Records contained in a dataset:
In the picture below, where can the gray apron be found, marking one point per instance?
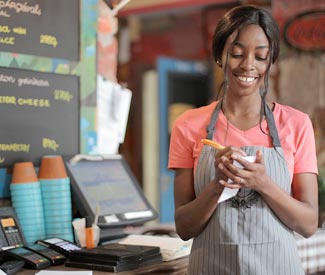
(244, 236)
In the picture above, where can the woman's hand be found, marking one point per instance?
(252, 175)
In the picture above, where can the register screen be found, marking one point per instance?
(109, 184)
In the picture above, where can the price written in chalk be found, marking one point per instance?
(50, 144)
(48, 40)
(62, 95)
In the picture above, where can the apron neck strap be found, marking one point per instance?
(269, 118)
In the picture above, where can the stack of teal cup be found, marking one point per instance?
(26, 198)
(56, 195)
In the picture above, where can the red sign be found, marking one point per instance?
(306, 31)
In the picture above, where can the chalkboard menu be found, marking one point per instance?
(49, 28)
(39, 115)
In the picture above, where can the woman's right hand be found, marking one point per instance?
(228, 152)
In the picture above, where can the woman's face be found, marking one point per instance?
(248, 59)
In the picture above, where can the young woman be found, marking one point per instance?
(252, 232)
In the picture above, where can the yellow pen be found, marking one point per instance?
(212, 143)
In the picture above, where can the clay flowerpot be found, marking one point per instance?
(52, 167)
(24, 172)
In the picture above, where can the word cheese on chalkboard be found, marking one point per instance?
(39, 115)
(49, 28)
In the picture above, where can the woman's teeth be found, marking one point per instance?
(246, 79)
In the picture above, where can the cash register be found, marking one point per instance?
(108, 184)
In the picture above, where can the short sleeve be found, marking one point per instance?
(180, 148)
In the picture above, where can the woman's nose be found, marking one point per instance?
(247, 63)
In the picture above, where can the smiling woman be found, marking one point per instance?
(251, 232)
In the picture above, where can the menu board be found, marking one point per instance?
(49, 28)
(39, 115)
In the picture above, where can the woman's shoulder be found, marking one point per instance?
(196, 115)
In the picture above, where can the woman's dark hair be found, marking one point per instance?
(241, 16)
(236, 19)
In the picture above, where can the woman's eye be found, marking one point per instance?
(236, 55)
(261, 58)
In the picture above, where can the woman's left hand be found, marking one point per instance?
(251, 176)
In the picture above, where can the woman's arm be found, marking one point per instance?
(192, 213)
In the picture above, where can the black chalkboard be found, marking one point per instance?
(49, 28)
(39, 115)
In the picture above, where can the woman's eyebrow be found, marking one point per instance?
(236, 43)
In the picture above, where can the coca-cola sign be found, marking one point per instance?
(306, 31)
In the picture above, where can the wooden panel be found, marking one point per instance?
(145, 6)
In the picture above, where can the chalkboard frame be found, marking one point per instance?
(53, 127)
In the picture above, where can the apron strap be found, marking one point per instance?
(269, 118)
(212, 125)
(271, 124)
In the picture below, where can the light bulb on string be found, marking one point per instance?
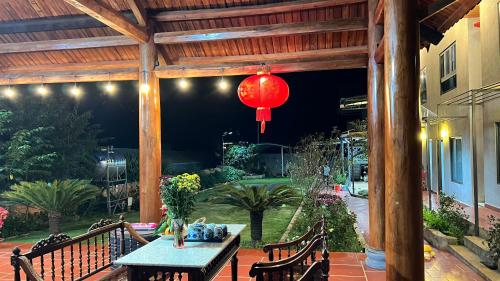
(144, 87)
(109, 87)
(183, 83)
(42, 90)
(223, 85)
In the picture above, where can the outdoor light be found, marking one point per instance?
(42, 90)
(183, 84)
(144, 87)
(75, 91)
(444, 133)
(223, 84)
(109, 88)
(9, 92)
(423, 135)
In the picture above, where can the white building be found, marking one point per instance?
(464, 64)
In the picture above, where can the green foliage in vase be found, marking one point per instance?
(256, 200)
(56, 198)
(178, 194)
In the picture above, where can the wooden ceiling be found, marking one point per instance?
(75, 40)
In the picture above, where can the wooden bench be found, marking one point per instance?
(78, 258)
(304, 265)
(294, 246)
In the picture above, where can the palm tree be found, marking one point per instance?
(55, 198)
(257, 199)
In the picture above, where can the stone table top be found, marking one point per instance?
(161, 253)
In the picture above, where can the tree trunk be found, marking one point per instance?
(54, 222)
(256, 225)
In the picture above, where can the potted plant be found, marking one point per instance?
(3, 217)
(178, 195)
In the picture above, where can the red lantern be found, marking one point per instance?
(263, 92)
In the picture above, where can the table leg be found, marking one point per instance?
(234, 267)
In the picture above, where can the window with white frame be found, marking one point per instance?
(448, 68)
(456, 160)
(423, 85)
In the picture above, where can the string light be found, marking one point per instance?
(75, 91)
(42, 89)
(223, 84)
(183, 83)
(109, 87)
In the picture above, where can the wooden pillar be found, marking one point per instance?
(149, 135)
(403, 200)
(376, 177)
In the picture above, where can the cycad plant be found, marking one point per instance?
(56, 198)
(257, 199)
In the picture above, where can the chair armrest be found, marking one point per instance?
(27, 267)
(133, 233)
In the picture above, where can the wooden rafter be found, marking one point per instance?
(66, 44)
(64, 67)
(280, 57)
(338, 25)
(176, 71)
(70, 76)
(139, 11)
(111, 18)
(252, 10)
(435, 8)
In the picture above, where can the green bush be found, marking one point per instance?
(17, 224)
(212, 177)
(342, 236)
(231, 174)
(450, 218)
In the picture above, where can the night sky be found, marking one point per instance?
(195, 120)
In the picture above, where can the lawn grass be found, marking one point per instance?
(274, 224)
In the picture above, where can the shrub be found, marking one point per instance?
(17, 224)
(450, 218)
(493, 238)
(231, 174)
(342, 236)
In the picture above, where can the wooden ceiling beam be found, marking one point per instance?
(338, 25)
(66, 44)
(111, 18)
(252, 10)
(140, 13)
(176, 71)
(54, 24)
(70, 76)
(64, 67)
(434, 8)
(273, 58)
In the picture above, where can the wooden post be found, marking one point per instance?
(376, 177)
(149, 134)
(403, 200)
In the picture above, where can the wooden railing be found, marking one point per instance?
(76, 258)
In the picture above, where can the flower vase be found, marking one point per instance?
(178, 233)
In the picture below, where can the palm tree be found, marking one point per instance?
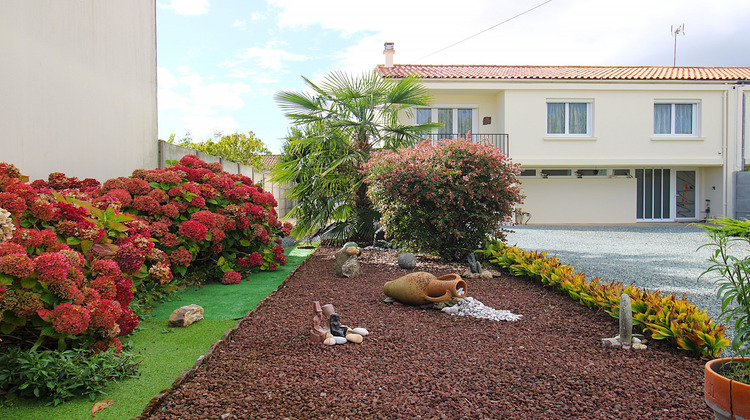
(335, 126)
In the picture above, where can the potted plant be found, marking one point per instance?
(727, 380)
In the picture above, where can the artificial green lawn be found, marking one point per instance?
(166, 352)
(220, 301)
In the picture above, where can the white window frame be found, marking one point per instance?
(454, 108)
(696, 117)
(589, 117)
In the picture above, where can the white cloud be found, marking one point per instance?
(203, 127)
(269, 58)
(187, 7)
(203, 107)
(585, 32)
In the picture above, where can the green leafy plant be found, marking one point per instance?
(237, 147)
(58, 376)
(732, 276)
(663, 317)
(443, 199)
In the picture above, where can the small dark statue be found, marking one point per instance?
(474, 265)
(337, 329)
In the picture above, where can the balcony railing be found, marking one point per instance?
(498, 140)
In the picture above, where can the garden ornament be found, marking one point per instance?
(347, 262)
(337, 329)
(185, 315)
(423, 288)
(474, 265)
(318, 332)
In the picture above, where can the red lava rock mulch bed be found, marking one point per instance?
(422, 363)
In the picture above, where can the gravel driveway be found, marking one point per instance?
(661, 257)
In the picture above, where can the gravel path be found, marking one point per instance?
(663, 257)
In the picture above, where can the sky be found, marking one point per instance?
(220, 62)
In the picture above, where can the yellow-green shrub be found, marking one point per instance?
(662, 317)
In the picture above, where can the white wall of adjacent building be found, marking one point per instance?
(78, 87)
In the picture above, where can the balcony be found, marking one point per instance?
(498, 140)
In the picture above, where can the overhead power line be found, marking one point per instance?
(481, 32)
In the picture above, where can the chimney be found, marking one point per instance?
(388, 51)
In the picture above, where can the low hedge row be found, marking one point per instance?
(662, 317)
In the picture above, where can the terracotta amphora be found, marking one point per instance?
(422, 288)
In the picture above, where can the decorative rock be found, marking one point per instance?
(472, 307)
(336, 328)
(186, 315)
(474, 265)
(361, 331)
(407, 261)
(347, 256)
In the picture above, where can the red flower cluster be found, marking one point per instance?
(193, 230)
(69, 319)
(104, 313)
(51, 267)
(16, 265)
(181, 256)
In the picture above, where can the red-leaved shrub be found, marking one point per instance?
(445, 198)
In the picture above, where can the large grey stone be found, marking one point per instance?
(348, 256)
(185, 315)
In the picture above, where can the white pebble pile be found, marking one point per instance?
(472, 307)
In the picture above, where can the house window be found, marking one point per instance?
(569, 118)
(555, 172)
(675, 119)
(621, 172)
(455, 120)
(591, 172)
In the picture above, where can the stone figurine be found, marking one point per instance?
(337, 329)
(347, 261)
(318, 331)
(474, 265)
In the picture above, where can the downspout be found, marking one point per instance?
(724, 140)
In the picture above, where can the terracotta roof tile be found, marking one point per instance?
(566, 72)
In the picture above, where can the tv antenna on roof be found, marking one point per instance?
(676, 30)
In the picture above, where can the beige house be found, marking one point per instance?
(601, 144)
(78, 87)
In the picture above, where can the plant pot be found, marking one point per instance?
(729, 399)
(422, 288)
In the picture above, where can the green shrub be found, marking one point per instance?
(444, 199)
(58, 376)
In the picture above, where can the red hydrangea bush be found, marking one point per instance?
(444, 199)
(202, 219)
(59, 283)
(73, 253)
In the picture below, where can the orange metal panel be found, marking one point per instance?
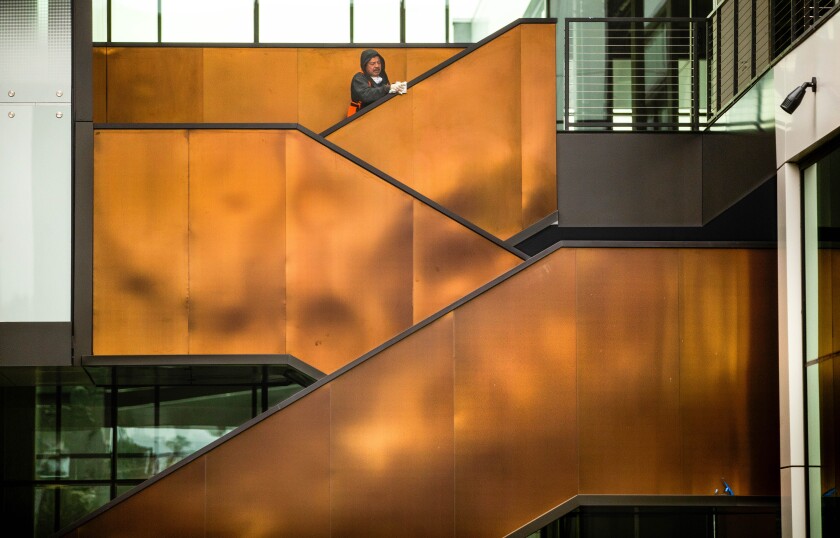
(349, 261)
(392, 440)
(418, 61)
(461, 138)
(173, 506)
(728, 297)
(100, 84)
(237, 241)
(450, 261)
(324, 76)
(383, 138)
(140, 242)
(628, 371)
(160, 84)
(515, 413)
(539, 129)
(467, 139)
(250, 85)
(274, 478)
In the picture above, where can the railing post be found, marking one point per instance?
(695, 75)
(566, 77)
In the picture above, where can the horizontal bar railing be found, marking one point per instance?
(746, 37)
(634, 73)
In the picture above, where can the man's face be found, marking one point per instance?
(374, 66)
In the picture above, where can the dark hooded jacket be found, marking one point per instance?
(362, 88)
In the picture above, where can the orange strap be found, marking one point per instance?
(355, 106)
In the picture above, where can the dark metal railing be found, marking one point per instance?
(745, 37)
(635, 73)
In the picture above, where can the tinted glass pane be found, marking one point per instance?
(425, 21)
(78, 501)
(305, 21)
(207, 21)
(376, 21)
(133, 20)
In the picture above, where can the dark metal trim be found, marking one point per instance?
(35, 343)
(202, 360)
(190, 45)
(82, 280)
(548, 220)
(751, 245)
(693, 501)
(446, 63)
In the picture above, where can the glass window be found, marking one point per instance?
(376, 21)
(100, 21)
(425, 21)
(134, 21)
(207, 21)
(821, 215)
(304, 21)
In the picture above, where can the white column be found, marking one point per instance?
(791, 395)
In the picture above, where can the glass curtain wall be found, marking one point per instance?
(306, 21)
(821, 214)
(630, 72)
(67, 450)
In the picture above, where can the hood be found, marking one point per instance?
(367, 55)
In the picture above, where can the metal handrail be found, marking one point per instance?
(666, 85)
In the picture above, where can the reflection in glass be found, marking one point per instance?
(304, 21)
(425, 21)
(62, 457)
(134, 21)
(376, 21)
(207, 21)
(821, 216)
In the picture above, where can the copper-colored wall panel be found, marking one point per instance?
(155, 85)
(468, 153)
(237, 241)
(140, 242)
(310, 86)
(515, 412)
(392, 440)
(628, 371)
(172, 507)
(100, 85)
(349, 257)
(274, 479)
(728, 391)
(450, 261)
(384, 138)
(418, 61)
(471, 153)
(250, 85)
(539, 128)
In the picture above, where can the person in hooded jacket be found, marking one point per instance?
(371, 83)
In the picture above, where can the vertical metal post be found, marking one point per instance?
(402, 21)
(752, 56)
(566, 76)
(695, 75)
(256, 21)
(717, 60)
(735, 42)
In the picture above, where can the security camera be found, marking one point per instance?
(793, 99)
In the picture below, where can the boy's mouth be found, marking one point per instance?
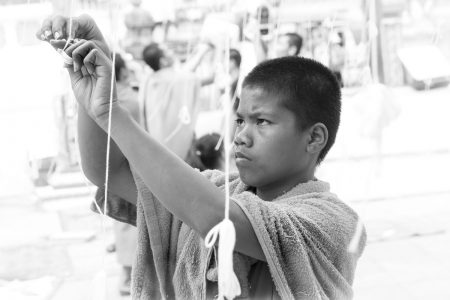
(241, 156)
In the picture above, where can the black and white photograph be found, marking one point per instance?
(224, 149)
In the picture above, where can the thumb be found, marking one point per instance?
(96, 62)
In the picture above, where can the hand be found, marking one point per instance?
(90, 76)
(55, 30)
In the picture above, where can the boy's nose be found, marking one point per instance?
(242, 138)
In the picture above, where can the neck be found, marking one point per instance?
(276, 189)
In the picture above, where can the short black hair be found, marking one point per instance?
(152, 55)
(235, 55)
(306, 87)
(295, 40)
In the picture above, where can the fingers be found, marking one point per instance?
(88, 58)
(58, 27)
(78, 52)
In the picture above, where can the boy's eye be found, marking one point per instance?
(262, 122)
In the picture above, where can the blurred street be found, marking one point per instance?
(53, 246)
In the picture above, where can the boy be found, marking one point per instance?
(292, 233)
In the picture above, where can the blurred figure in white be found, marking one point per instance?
(169, 97)
(139, 24)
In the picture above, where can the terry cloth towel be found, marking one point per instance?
(169, 105)
(304, 234)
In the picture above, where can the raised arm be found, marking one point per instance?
(185, 192)
(92, 139)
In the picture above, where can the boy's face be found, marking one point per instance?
(270, 146)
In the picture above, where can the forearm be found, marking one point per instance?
(92, 144)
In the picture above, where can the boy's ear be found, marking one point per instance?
(318, 134)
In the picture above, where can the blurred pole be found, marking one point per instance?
(61, 7)
(375, 15)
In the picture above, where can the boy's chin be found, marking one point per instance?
(248, 179)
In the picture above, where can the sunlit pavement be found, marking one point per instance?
(54, 247)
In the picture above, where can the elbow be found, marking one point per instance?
(94, 175)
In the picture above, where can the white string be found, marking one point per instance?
(228, 284)
(69, 37)
(227, 129)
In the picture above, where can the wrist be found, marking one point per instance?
(116, 111)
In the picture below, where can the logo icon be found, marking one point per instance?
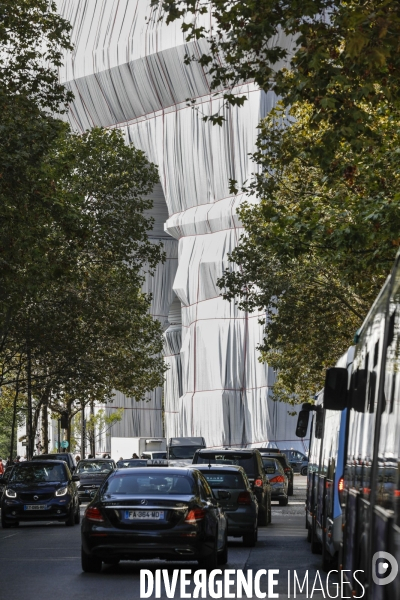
(385, 571)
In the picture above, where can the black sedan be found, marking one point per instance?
(92, 472)
(157, 512)
(40, 491)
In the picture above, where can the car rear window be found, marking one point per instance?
(95, 467)
(221, 480)
(270, 466)
(246, 461)
(143, 484)
(135, 462)
(37, 473)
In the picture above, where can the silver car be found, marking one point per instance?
(233, 491)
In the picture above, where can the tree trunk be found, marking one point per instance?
(45, 428)
(14, 418)
(93, 434)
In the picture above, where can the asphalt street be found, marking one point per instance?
(42, 562)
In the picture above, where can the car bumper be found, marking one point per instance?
(87, 495)
(106, 544)
(57, 510)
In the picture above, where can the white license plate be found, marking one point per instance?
(144, 515)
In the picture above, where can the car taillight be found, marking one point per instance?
(194, 515)
(277, 479)
(244, 498)
(93, 514)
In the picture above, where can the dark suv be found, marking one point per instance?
(297, 460)
(65, 456)
(275, 453)
(252, 464)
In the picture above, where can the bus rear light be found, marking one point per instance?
(197, 514)
(244, 498)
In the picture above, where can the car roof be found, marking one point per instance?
(156, 470)
(232, 468)
(95, 459)
(41, 460)
(227, 451)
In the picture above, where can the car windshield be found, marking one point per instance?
(143, 484)
(32, 473)
(98, 466)
(232, 458)
(222, 480)
(135, 462)
(182, 452)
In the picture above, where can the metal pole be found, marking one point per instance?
(29, 428)
(83, 433)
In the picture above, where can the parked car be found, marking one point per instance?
(40, 491)
(154, 455)
(232, 489)
(253, 466)
(5, 476)
(68, 457)
(92, 472)
(129, 463)
(275, 453)
(165, 512)
(181, 450)
(297, 460)
(277, 478)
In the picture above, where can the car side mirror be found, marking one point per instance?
(223, 495)
(302, 423)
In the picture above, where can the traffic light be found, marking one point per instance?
(64, 420)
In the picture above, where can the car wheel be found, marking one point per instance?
(90, 564)
(250, 539)
(210, 562)
(223, 554)
(70, 522)
(77, 515)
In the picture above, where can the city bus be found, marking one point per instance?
(325, 470)
(369, 492)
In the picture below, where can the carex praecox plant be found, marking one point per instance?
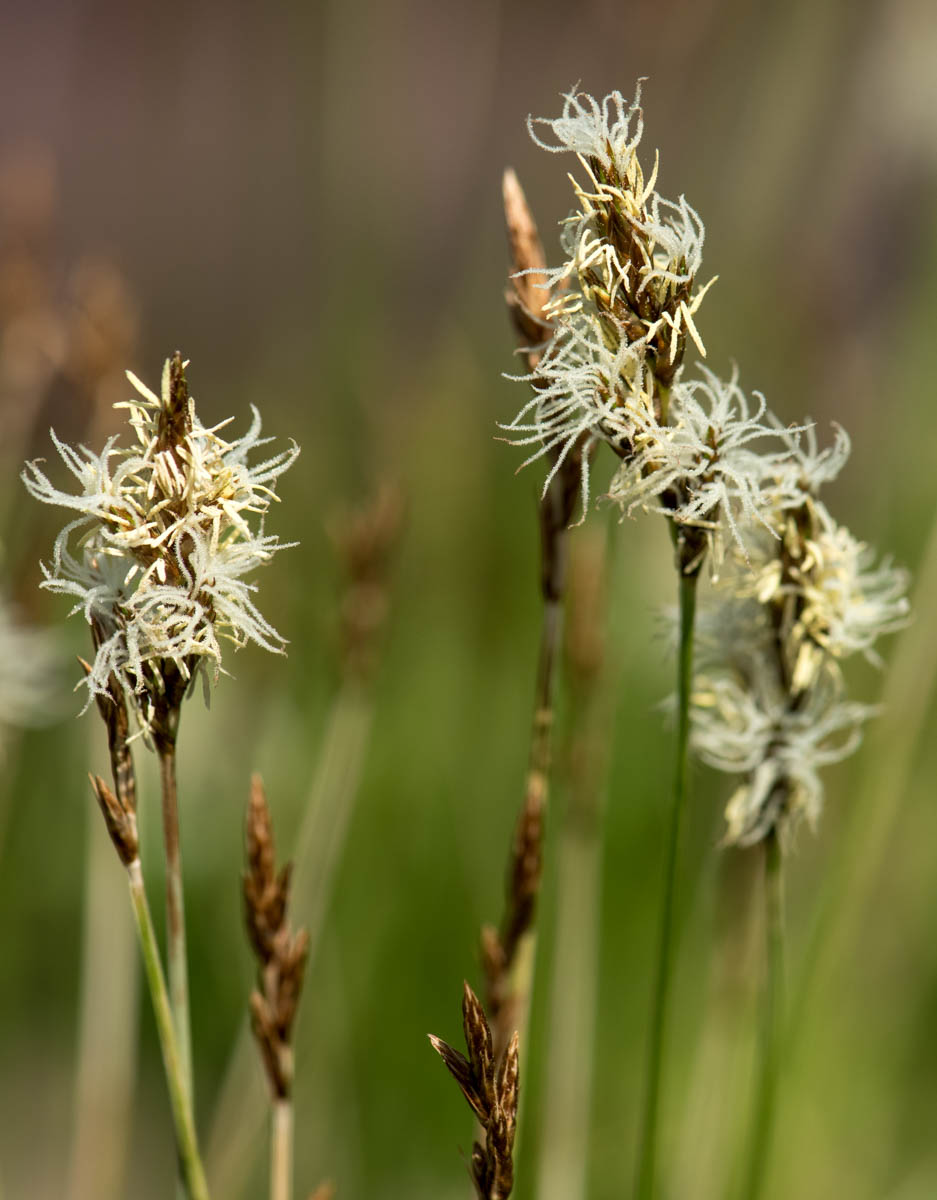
(166, 533)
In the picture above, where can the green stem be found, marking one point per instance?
(175, 915)
(179, 1097)
(648, 1155)
(772, 1021)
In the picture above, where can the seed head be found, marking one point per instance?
(164, 535)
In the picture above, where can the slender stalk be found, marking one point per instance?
(570, 1050)
(660, 1002)
(238, 1119)
(175, 916)
(772, 1030)
(512, 1012)
(107, 1036)
(281, 1150)
(190, 1163)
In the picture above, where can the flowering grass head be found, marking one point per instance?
(770, 700)
(166, 533)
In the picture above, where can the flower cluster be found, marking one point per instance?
(794, 593)
(166, 533)
(623, 309)
(769, 699)
(29, 677)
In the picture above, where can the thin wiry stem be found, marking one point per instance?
(772, 1026)
(564, 1137)
(281, 1150)
(107, 1041)
(175, 916)
(190, 1163)
(648, 1153)
(509, 955)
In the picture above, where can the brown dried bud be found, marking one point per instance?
(121, 822)
(491, 1090)
(281, 954)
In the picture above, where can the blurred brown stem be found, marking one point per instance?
(281, 1150)
(164, 737)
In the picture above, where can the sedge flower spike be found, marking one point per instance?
(164, 535)
(769, 699)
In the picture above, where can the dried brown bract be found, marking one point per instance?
(490, 1086)
(281, 953)
(365, 540)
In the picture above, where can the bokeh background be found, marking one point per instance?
(305, 199)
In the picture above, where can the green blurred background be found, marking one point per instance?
(305, 198)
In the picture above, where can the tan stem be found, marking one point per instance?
(175, 917)
(281, 1150)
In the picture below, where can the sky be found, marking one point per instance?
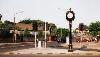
(52, 11)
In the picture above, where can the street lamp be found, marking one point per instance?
(0, 16)
(70, 16)
(14, 40)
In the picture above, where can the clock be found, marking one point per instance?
(70, 15)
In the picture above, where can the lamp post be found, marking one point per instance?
(14, 39)
(70, 16)
(0, 16)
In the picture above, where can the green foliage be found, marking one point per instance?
(94, 28)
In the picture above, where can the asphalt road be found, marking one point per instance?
(42, 56)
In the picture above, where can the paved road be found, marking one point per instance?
(43, 56)
(14, 47)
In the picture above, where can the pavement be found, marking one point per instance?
(52, 51)
(55, 51)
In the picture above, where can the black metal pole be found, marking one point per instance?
(70, 38)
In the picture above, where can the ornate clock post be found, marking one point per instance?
(70, 16)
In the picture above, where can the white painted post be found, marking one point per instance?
(35, 39)
(45, 34)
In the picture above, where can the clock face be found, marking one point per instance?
(70, 15)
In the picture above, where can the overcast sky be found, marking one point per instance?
(86, 11)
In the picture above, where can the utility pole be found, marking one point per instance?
(14, 38)
(45, 34)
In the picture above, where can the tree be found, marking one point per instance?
(94, 28)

What to work on
Reproduce nothing but the lines from the line containing "In the picture above, where can the white painted" to the last line of the data, each exactly as written.

Solution for this exercise
In the picture above, where can the white painted post be found, marking one point per instance?
(35, 39)
(45, 34)
In the picture above, where can the clock face be found, marking one point per instance?
(70, 15)
In the picture above, where can the overcast sky be found, marking one point per instance?
(86, 11)
In the picture above, where can the utility pole be found, marking one point per instance?
(14, 38)
(45, 34)
In the picture above, where can the tree be found, marking one point per instance?
(94, 28)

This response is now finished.